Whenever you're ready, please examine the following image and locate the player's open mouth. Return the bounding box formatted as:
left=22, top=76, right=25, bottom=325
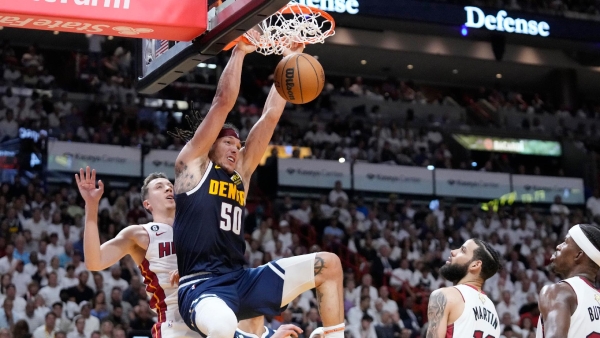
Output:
left=166, top=195, right=174, bottom=200
left=227, top=157, right=235, bottom=163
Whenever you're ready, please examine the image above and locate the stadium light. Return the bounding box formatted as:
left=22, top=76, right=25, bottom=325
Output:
left=427, top=165, right=435, bottom=170
left=461, top=25, right=468, bottom=36
left=339, top=158, right=346, bottom=163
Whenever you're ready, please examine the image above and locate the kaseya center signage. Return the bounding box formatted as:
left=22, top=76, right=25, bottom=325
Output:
left=297, top=0, right=359, bottom=15
left=464, top=6, right=550, bottom=37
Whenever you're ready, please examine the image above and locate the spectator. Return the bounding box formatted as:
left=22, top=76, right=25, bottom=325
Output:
left=38, top=273, right=61, bottom=307
left=12, top=320, right=30, bottom=338
left=586, top=188, right=600, bottom=218
left=11, top=262, right=31, bottom=298
left=0, top=111, right=18, bottom=141
left=328, top=181, right=348, bottom=205
left=66, top=316, right=85, bottom=338
left=0, top=299, right=22, bottom=330
left=370, top=245, right=396, bottom=286
left=347, top=314, right=376, bottom=338
left=31, top=312, right=56, bottom=338
left=347, top=296, right=377, bottom=326
left=13, top=237, right=29, bottom=265
left=496, top=291, right=520, bottom=325
left=78, top=302, right=99, bottom=337
left=20, top=302, right=41, bottom=335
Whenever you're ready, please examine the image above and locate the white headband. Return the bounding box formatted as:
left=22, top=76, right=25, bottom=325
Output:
left=569, top=225, right=600, bottom=267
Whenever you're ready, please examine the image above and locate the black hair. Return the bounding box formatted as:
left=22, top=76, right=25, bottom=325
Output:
left=472, top=239, right=502, bottom=280
left=168, top=109, right=239, bottom=143
left=578, top=224, right=600, bottom=268
left=579, top=224, right=600, bottom=252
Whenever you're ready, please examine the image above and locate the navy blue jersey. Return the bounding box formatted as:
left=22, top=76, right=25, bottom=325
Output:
left=174, top=161, right=247, bottom=277
left=235, top=327, right=275, bottom=338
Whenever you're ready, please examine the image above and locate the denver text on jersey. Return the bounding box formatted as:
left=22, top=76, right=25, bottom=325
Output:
left=297, top=0, right=359, bottom=15
left=464, top=6, right=550, bottom=37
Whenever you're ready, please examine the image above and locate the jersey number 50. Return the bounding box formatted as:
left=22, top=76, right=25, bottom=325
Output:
left=220, top=202, right=243, bottom=235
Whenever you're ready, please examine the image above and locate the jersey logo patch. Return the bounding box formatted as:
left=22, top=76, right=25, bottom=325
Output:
left=150, top=225, right=159, bottom=232
left=215, top=165, right=221, bottom=169
left=230, top=173, right=242, bottom=185
left=156, top=232, right=166, bottom=236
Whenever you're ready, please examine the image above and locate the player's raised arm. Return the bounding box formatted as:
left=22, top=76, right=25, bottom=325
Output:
left=537, top=283, right=575, bottom=338
left=425, top=289, right=450, bottom=338
left=239, top=43, right=304, bottom=180
left=175, top=41, right=256, bottom=167
left=77, top=167, right=146, bottom=271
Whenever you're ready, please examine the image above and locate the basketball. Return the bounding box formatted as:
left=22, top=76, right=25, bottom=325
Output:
left=274, top=53, right=325, bottom=104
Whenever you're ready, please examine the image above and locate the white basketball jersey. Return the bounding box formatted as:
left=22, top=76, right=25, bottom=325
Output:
left=536, top=277, right=600, bottom=338
left=139, top=223, right=178, bottom=324
left=447, top=285, right=500, bottom=338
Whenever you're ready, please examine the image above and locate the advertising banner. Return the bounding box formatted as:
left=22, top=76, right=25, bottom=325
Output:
left=435, top=168, right=511, bottom=199
left=453, top=134, right=561, bottom=156
left=0, top=0, right=207, bottom=41
left=48, top=140, right=141, bottom=177
left=354, top=163, right=433, bottom=195
left=511, top=175, right=584, bottom=204
left=143, top=149, right=178, bottom=180
left=278, top=158, right=351, bottom=188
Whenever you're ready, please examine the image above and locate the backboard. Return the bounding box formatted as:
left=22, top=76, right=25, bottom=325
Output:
left=136, top=0, right=292, bottom=94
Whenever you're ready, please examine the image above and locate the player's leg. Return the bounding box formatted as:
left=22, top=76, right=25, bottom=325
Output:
left=276, top=252, right=344, bottom=336
left=192, top=297, right=238, bottom=338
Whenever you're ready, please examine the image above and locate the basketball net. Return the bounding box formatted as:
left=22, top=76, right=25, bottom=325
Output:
left=225, top=1, right=336, bottom=56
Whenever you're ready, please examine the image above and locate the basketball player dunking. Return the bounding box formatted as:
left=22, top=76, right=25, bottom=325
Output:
left=426, top=239, right=502, bottom=338
left=77, top=168, right=199, bottom=338
left=80, top=167, right=307, bottom=338
left=169, top=40, right=344, bottom=338
left=536, top=224, right=600, bottom=338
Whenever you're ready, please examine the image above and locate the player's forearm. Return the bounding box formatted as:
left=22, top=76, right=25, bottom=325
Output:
left=211, top=47, right=247, bottom=111
left=83, top=203, right=103, bottom=271
left=262, top=85, right=287, bottom=122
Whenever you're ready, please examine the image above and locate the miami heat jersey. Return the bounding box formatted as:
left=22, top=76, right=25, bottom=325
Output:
left=234, top=327, right=276, bottom=338
left=139, top=222, right=178, bottom=324
left=174, top=161, right=247, bottom=278
left=447, top=285, right=500, bottom=338
left=536, top=276, right=600, bottom=338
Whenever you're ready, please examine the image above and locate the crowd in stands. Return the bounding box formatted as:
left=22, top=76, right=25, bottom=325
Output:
left=1, top=37, right=596, bottom=176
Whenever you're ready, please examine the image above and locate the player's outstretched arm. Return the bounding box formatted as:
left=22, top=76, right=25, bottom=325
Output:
left=425, top=289, right=450, bottom=338
left=175, top=41, right=256, bottom=167
left=538, top=283, right=575, bottom=338
left=239, top=43, right=304, bottom=179
left=77, top=167, right=146, bottom=271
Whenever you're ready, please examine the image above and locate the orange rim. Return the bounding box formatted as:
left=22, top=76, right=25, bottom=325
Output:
left=222, top=4, right=335, bottom=51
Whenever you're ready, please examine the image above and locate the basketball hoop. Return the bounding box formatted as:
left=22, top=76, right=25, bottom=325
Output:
left=225, top=2, right=335, bottom=55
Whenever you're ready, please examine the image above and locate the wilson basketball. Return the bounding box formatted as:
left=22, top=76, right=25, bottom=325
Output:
left=274, top=53, right=325, bottom=104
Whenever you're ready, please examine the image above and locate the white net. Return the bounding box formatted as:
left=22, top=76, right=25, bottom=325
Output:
left=243, top=1, right=335, bottom=56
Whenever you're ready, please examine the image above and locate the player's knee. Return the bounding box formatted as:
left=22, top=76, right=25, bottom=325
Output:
left=316, top=252, right=342, bottom=279
left=193, top=297, right=237, bottom=338
left=206, top=314, right=237, bottom=338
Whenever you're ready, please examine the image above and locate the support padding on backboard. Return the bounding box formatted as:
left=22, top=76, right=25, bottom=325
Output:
left=0, top=0, right=207, bottom=41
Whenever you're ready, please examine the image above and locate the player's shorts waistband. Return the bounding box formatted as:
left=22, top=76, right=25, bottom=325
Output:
left=179, top=271, right=213, bottom=286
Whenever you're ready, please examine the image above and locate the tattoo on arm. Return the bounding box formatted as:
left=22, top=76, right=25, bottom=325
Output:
left=426, top=291, right=447, bottom=338
left=314, top=257, right=325, bottom=276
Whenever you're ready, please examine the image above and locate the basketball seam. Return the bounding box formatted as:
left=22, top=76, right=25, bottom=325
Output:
left=300, top=54, right=322, bottom=100
left=296, top=55, right=304, bottom=103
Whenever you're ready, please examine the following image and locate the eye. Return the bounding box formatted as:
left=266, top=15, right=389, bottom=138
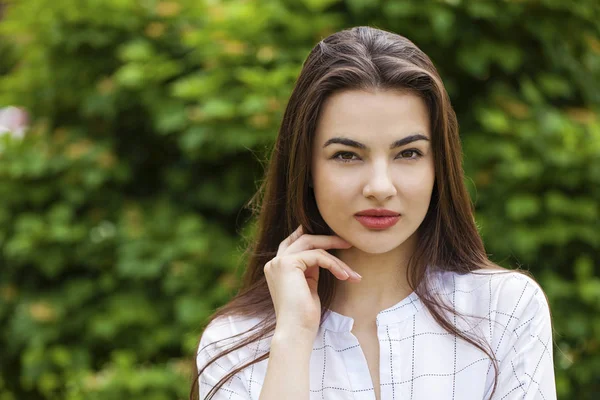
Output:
left=332, top=149, right=424, bottom=163
left=332, top=151, right=359, bottom=163
left=397, top=149, right=423, bottom=160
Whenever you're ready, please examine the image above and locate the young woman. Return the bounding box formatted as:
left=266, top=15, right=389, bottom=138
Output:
left=191, top=26, right=556, bottom=400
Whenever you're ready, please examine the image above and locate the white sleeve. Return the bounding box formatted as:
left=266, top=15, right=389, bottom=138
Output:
left=197, top=317, right=250, bottom=400
left=492, top=281, right=557, bottom=400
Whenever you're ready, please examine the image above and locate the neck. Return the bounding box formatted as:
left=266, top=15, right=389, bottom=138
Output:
left=328, top=234, right=417, bottom=328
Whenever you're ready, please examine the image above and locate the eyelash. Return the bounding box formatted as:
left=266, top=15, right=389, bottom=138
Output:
left=331, top=149, right=423, bottom=163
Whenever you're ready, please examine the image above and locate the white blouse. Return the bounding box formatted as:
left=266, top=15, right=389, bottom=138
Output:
left=196, top=268, right=556, bottom=399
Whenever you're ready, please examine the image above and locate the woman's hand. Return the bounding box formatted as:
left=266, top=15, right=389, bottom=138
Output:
left=264, top=225, right=362, bottom=337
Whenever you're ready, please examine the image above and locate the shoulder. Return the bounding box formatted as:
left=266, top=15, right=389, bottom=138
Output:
left=197, top=314, right=268, bottom=369
left=469, top=268, right=549, bottom=314
left=199, top=314, right=266, bottom=350
left=434, top=268, right=548, bottom=307
left=432, top=268, right=552, bottom=353
left=431, top=268, right=551, bottom=333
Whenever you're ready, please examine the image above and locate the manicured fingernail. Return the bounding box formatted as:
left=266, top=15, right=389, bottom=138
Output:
left=342, top=270, right=350, bottom=278
left=353, top=271, right=362, bottom=279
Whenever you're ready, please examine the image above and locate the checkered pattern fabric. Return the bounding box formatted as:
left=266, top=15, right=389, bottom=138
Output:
left=197, top=268, right=556, bottom=399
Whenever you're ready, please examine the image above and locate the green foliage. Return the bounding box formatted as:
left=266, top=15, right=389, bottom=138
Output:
left=0, top=0, right=598, bottom=398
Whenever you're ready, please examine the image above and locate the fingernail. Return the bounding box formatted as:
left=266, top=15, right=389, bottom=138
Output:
left=353, top=271, right=362, bottom=279
left=342, top=270, right=350, bottom=278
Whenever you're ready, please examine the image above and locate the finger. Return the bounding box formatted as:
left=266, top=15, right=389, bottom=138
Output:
---+---
Select from the material above each line in which the string "woman" appears, and list those lines.

Whenever you're ready, please examine the image above and locate the young woman. Return the bounding box formatted as:
Whenever you're ready, please examine the image above and locate the woman's hand. Return the bounding box formatted as:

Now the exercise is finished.